* Start RECORDS FOR THIS TASK *

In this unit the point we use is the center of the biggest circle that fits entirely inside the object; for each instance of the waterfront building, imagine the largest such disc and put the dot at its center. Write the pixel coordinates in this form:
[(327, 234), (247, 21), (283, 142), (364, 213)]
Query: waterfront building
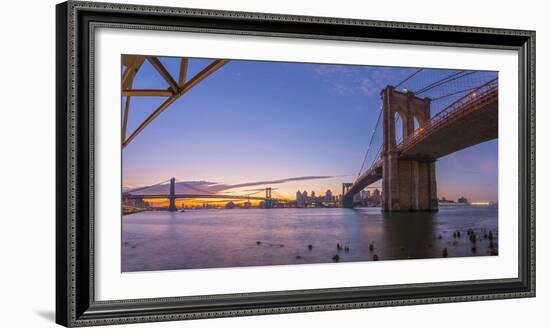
[(463, 200)]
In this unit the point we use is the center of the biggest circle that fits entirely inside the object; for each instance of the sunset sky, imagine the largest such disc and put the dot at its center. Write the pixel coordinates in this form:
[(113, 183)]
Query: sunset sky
[(256, 121)]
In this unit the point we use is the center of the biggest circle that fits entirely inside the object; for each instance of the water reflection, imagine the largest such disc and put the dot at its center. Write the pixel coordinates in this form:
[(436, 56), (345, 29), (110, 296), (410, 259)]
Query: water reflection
[(251, 237)]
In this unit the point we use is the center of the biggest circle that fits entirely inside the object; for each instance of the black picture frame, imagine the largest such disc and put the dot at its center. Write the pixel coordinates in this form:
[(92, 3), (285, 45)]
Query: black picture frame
[(75, 26)]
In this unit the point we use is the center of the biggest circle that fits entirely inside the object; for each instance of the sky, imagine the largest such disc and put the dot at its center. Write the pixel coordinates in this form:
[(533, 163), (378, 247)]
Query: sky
[(258, 124)]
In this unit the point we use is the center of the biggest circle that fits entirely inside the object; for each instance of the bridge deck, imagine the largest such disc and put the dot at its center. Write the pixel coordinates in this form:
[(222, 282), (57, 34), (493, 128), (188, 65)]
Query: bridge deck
[(473, 124), (471, 121)]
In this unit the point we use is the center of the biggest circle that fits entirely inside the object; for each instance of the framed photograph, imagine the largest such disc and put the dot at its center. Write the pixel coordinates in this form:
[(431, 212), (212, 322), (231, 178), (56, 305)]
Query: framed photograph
[(215, 164)]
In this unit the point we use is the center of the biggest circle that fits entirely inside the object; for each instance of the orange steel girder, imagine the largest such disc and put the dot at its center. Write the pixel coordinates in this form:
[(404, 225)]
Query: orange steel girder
[(177, 89)]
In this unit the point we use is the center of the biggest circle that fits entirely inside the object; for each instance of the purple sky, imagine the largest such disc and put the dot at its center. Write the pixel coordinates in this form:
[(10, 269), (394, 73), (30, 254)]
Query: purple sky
[(255, 122)]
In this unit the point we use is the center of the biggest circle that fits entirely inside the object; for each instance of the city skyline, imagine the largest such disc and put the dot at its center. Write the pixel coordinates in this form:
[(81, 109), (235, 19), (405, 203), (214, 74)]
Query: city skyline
[(258, 121)]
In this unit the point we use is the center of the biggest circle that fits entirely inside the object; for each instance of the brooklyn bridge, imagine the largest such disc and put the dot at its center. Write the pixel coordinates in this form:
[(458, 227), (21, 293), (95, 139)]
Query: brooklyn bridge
[(418, 123)]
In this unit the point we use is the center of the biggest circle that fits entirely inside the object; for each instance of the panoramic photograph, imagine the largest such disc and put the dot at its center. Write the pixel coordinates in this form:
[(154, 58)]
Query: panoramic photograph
[(239, 163)]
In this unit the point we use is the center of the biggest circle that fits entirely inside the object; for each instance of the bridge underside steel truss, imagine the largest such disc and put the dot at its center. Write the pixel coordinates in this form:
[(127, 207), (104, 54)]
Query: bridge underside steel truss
[(177, 87)]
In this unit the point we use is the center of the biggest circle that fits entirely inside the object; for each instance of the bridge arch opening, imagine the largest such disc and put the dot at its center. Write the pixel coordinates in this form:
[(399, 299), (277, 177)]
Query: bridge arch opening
[(399, 127), (416, 124)]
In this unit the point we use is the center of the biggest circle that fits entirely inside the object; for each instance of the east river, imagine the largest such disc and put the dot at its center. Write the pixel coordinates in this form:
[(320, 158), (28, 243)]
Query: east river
[(160, 240)]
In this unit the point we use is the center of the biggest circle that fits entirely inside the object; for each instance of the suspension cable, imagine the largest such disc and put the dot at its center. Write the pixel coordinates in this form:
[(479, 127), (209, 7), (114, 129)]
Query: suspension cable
[(409, 77), (447, 79), (370, 142)]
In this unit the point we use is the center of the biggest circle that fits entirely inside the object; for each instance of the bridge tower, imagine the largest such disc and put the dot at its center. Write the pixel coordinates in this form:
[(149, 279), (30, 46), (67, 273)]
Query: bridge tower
[(408, 184), (347, 200), (268, 203), (172, 197)]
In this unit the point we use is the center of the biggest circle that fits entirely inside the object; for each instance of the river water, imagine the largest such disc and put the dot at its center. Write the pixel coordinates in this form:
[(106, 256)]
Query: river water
[(214, 238)]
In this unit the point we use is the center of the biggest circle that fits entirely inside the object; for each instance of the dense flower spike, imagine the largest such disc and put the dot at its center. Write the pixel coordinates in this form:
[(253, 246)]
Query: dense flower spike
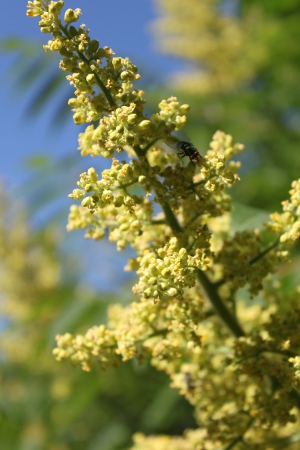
[(242, 381)]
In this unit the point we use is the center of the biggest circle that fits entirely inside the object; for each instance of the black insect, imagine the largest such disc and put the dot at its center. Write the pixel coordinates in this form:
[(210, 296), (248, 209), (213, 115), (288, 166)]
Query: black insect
[(185, 148)]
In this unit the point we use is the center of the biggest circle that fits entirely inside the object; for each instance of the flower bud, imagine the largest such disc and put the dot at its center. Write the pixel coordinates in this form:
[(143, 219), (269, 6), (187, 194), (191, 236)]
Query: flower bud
[(79, 118), (71, 16), (144, 125)]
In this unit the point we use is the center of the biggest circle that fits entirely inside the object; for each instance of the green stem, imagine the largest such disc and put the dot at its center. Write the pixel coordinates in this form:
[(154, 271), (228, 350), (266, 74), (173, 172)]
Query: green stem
[(209, 289), (211, 293)]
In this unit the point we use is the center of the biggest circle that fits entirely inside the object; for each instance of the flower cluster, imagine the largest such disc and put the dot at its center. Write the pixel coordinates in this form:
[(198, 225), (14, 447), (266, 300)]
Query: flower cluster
[(169, 214), (287, 224), (167, 271)]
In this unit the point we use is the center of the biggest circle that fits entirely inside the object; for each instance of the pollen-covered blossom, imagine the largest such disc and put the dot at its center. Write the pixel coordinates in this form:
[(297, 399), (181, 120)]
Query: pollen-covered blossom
[(241, 379), (287, 224), (167, 271)]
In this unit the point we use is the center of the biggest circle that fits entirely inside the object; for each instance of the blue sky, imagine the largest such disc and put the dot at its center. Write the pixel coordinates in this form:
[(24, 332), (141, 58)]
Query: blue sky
[(122, 25)]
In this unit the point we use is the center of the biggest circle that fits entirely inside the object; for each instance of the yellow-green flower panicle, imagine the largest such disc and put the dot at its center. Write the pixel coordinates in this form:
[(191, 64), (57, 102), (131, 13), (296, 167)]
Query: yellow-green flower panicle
[(287, 224), (167, 271)]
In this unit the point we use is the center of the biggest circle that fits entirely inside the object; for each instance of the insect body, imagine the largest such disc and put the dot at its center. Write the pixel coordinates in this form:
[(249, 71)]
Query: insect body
[(187, 149)]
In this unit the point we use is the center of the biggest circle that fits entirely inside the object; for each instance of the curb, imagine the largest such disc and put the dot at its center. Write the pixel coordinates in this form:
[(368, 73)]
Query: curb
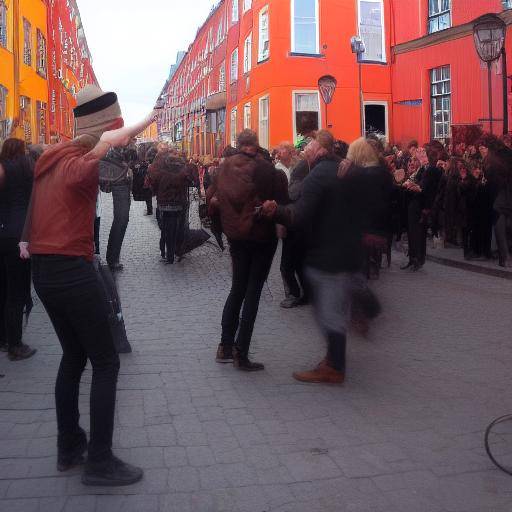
[(471, 267)]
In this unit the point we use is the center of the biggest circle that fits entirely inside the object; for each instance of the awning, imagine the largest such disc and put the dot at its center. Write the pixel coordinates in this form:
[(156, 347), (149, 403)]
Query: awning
[(216, 101)]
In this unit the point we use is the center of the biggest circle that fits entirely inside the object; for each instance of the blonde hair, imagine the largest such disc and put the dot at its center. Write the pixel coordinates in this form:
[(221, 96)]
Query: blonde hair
[(362, 154)]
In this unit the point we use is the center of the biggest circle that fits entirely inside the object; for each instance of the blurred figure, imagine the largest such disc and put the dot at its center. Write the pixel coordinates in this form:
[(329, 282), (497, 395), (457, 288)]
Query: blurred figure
[(244, 181), (16, 178), (331, 211)]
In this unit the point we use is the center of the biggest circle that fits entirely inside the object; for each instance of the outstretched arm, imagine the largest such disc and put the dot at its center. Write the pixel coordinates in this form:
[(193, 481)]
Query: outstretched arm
[(121, 137)]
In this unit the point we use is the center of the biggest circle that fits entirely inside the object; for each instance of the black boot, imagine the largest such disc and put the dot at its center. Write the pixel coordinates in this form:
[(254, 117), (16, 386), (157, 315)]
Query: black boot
[(241, 361), (71, 450), (112, 472)]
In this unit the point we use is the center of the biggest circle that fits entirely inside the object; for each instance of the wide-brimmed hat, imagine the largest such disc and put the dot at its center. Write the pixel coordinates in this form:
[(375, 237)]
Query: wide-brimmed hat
[(95, 108)]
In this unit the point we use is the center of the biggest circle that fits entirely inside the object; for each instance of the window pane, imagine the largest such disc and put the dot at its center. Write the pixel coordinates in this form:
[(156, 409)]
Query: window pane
[(305, 26), (371, 29)]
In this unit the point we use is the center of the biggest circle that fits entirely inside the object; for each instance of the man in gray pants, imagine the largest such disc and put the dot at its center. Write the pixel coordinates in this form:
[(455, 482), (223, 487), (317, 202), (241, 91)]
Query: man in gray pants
[(121, 198)]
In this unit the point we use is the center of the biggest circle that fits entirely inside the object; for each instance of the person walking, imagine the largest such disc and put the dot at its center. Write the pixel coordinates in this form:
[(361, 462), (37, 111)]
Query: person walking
[(169, 182), (331, 209), (16, 177), (121, 190), (59, 236), (243, 183)]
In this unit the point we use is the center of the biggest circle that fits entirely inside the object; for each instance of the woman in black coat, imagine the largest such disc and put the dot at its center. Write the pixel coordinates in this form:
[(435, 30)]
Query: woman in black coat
[(16, 177)]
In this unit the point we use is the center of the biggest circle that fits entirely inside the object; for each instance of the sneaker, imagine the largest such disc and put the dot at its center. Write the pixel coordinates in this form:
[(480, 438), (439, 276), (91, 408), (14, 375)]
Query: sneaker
[(322, 374), (290, 302), (69, 459), (20, 352), (224, 353), (241, 362), (111, 473)]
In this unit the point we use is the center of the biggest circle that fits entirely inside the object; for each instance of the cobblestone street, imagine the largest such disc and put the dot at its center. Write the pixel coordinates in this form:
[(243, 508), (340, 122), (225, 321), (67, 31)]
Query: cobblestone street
[(404, 434)]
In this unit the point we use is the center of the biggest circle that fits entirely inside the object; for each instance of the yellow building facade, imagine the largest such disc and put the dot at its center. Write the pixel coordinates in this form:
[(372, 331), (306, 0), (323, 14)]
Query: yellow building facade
[(24, 70)]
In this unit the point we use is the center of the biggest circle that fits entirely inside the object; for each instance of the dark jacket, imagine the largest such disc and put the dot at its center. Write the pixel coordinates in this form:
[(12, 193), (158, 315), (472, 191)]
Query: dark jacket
[(377, 183), (243, 183), (331, 212), (170, 185), (15, 196)]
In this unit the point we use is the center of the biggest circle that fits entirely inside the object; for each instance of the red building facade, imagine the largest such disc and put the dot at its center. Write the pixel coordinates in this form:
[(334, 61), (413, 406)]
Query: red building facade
[(70, 66), (438, 80)]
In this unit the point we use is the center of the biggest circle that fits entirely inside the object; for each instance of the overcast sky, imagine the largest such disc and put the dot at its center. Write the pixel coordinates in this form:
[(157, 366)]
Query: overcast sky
[(133, 44)]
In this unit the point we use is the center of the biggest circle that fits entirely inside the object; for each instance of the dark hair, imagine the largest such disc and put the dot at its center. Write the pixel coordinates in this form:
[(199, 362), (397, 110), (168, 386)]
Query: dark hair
[(341, 148), (229, 151), (247, 138), (12, 148)]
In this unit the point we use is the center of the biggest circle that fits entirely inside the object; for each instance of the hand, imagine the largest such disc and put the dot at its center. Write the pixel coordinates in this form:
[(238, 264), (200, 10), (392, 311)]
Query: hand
[(269, 209), (24, 254)]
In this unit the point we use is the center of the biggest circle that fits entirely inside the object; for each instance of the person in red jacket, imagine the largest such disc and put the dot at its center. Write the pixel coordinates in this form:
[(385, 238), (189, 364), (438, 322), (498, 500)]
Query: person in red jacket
[(59, 236)]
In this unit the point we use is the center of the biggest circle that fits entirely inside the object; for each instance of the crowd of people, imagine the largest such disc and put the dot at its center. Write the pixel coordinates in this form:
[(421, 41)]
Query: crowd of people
[(337, 208)]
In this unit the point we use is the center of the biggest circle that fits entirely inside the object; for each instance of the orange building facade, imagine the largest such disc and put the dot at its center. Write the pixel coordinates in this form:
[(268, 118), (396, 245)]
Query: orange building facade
[(438, 80), (256, 64)]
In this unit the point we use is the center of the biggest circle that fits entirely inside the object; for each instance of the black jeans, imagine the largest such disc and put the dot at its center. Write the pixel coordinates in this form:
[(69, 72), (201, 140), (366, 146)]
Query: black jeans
[(292, 265), (171, 238), (71, 294), (121, 199), (251, 266), (14, 291)]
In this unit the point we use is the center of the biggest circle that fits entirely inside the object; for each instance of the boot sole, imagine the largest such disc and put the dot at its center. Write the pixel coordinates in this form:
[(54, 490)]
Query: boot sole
[(107, 482)]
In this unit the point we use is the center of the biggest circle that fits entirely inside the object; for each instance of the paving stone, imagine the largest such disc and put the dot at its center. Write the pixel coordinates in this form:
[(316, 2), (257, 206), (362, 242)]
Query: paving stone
[(404, 434)]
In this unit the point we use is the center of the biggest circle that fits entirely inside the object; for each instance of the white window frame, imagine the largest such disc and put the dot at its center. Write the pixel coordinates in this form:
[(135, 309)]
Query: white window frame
[(382, 24), (233, 121), (264, 143), (292, 19), (386, 113), (294, 110), (248, 53), (247, 116), (233, 66), (261, 55), (234, 11)]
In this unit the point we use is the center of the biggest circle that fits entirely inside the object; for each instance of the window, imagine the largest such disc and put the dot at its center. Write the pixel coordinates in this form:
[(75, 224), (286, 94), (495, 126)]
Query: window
[(306, 108), (234, 11), (247, 115), (4, 132), (438, 15), (305, 26), (234, 66), (41, 122), (27, 42), (222, 77), (247, 54), (41, 54), (3, 24), (264, 39), (371, 30), (441, 102), (232, 127), (26, 118), (263, 122)]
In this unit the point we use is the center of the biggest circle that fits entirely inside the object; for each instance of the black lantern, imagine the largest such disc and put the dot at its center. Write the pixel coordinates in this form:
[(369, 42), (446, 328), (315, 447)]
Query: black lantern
[(489, 33)]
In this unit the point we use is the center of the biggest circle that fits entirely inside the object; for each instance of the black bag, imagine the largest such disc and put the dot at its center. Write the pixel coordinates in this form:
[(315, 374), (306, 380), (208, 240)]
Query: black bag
[(111, 174), (115, 317)]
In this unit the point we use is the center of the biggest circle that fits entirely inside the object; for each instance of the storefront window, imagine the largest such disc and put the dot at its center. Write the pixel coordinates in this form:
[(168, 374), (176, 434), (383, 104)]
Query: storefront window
[(439, 16), (441, 102)]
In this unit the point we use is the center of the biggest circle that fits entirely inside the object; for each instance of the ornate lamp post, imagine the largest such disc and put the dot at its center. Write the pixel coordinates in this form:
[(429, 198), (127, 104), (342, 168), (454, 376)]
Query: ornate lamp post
[(489, 34), (358, 47)]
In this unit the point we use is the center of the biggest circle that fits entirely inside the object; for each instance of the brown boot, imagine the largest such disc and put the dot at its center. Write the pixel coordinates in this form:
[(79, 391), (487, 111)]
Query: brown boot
[(323, 373)]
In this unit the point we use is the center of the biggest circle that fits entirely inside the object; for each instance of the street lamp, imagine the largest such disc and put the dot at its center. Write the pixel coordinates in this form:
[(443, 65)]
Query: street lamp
[(489, 33), (358, 47)]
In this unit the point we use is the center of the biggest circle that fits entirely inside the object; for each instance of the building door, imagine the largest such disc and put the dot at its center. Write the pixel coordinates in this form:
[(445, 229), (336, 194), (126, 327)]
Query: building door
[(376, 118)]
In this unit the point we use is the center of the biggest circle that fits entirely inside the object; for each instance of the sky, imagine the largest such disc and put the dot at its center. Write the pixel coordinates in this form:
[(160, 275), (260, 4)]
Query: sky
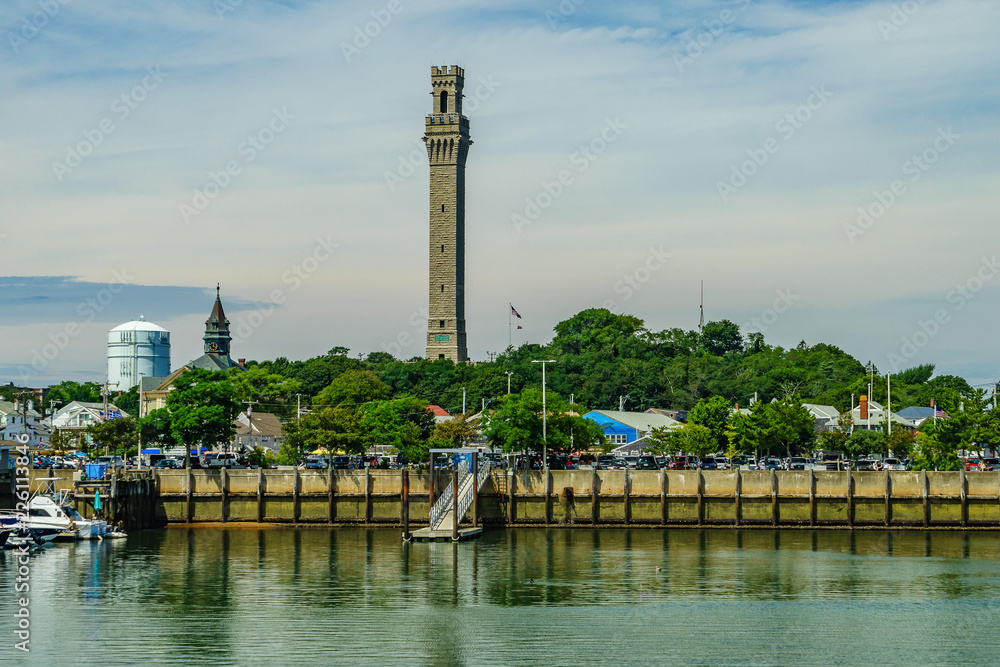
[(828, 169)]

* End RECORDS FOR THIS TASK *

**PROBLEM DESCRIPTION**
Your task is to give again, unchanged, the lines from the line that contains "of the ornate" to the end of the records. Include both end lines but no pictures.

**THE ANSWER**
In this unit the point we use is the center of the biggest circle that fits entirely inside the object; for each instance of the ornate lamp post, imagine the largest such disc and put the dot at its center. Write the pixel coordinates in this form:
[(429, 198), (127, 104), (342, 168), (454, 376)]
Query: ornate lamp post
[(489, 34), (358, 47)]
In this unit the point we use is the center of the biggest circle that fits entirely inside the object; for each instance of the brown boot, imagine the largest such disc and put the dot at its center. Write the pixel coordinates in this form:
[(79, 391), (487, 111)]
Query: brown boot
[(323, 373)]
In this unit the point we use is the center of the biggest circle that fits entirely inside the object; for each instance of the street lamp, imagine the largest such disc and put the dot at its center. Write the pixel coordinates in this form:
[(443, 65)]
Query: street lamp
[(489, 33), (358, 47)]
In this unit the point we use is the center of the biggest circle that fits entirely inside the object; for each instance of the building door, imagine the largest such disc and put the dot at its center. Write the pixel coordinates in this form:
[(445, 229), (336, 194), (126, 327)]
Query: building door
[(376, 118)]
In this unit the point we use is the center of the biggest circle that fits entirely inside the object; for each instance of the sky, imagine the largest such disc and put the dot at its center. Write the pixel coordinates in this form:
[(160, 275), (260, 4)]
Query: sky
[(828, 169)]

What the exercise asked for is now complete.